*Required tasks:*
A – Quote the passage on pre-shipment inspections word for word, beginning at the words "Most inspections take" and stopping after "complain about it?".
B – Show each line of the listing that contains the word "hull", copied unchanged.

Most inspections take place just before shipment. What type of issue does this create? And how can an unscrupulous supplier take advantage of it to avoid inspections?
Chinese suppliers know when a shipment is urgent–the buyer is usually pretty clear about it. They also know that some importers value on-time deliveries over virtually everything else. Why? Because the final customers, often retailers in the export country, always notice late shipments… But who knows when quality is unacceptable, and who knows if the retailers will complain about it?
Buyers often face the following trade-off: either they insist to check the goods before shipment (which might create delays), or they let the supplier ship the goods out as soon as they are ready. Here is the usual scenario of a supplier that wants to push the importer into that situation:
- The importer negotiates a shipment date with the supplier
- The supplier announces a small delay, then another small one, until the importer has no safety margin left.
- The inspection company asks the supplier to present the products two days before ex-factory date (1 day for the inspection, and 1 day for the importer to ask questions and take a decision).
- A few days before the inspection is supposed to take place, the supplier insists that there is no way the products can be packed 2 days before ex-factory date, and the consequence is that no inspection is possible if the shipment date is to be maintained.

Location annotation dataset excerpts
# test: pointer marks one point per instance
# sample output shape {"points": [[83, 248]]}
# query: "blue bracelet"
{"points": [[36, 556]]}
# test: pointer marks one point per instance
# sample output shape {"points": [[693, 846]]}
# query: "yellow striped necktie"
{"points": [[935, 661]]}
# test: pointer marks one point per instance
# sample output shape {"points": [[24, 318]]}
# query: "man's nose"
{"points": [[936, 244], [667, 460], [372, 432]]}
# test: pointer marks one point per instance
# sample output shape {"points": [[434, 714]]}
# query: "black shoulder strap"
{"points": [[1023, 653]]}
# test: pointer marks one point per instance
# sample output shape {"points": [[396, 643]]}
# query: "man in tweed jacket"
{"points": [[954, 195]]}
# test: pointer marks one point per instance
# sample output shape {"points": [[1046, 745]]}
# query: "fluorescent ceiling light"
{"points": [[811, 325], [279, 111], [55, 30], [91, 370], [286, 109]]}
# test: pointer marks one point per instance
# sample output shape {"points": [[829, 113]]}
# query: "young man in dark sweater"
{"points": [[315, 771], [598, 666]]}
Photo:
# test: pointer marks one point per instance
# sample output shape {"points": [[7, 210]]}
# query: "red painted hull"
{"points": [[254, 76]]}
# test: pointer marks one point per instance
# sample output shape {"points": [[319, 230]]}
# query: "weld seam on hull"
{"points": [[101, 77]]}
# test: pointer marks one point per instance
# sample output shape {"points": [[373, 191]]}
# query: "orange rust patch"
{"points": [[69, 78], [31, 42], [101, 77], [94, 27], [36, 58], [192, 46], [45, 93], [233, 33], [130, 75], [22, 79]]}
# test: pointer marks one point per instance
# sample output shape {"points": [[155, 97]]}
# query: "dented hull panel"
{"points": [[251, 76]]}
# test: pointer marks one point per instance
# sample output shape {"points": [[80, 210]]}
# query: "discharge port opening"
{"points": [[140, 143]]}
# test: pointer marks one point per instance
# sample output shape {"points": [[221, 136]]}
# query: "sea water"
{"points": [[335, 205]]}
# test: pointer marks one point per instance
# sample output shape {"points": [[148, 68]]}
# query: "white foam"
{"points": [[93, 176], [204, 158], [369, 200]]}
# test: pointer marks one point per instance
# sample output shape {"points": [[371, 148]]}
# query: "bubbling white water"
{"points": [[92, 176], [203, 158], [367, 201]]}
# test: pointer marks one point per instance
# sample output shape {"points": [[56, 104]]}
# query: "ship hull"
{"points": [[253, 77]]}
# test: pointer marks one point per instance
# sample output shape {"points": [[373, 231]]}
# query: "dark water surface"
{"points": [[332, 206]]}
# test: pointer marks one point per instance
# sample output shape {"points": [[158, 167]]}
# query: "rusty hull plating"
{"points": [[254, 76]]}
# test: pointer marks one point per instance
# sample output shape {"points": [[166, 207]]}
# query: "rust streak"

*Answers by task:*
A –
Most inspections take place just before shipment. What type of issue does this create? And how can an unscrupulous supplier take advantage of it to avoid inspections?
Chinese suppliers know when a shipment is urgent–the buyer is usually pretty clear about it. They also know that some importers value on-time deliveries over virtually everything else. Why? Because the final customers, often retailers in the export country, always notice late shipments… But who knows when quality is unacceptable, and who knows if the retailers will complain about it?

B –
# query: "red painted hull"
# query: "weld seam on hull"
# query: "dented hull panel"
# query: "ship hull"
# query: "rusty hull plating"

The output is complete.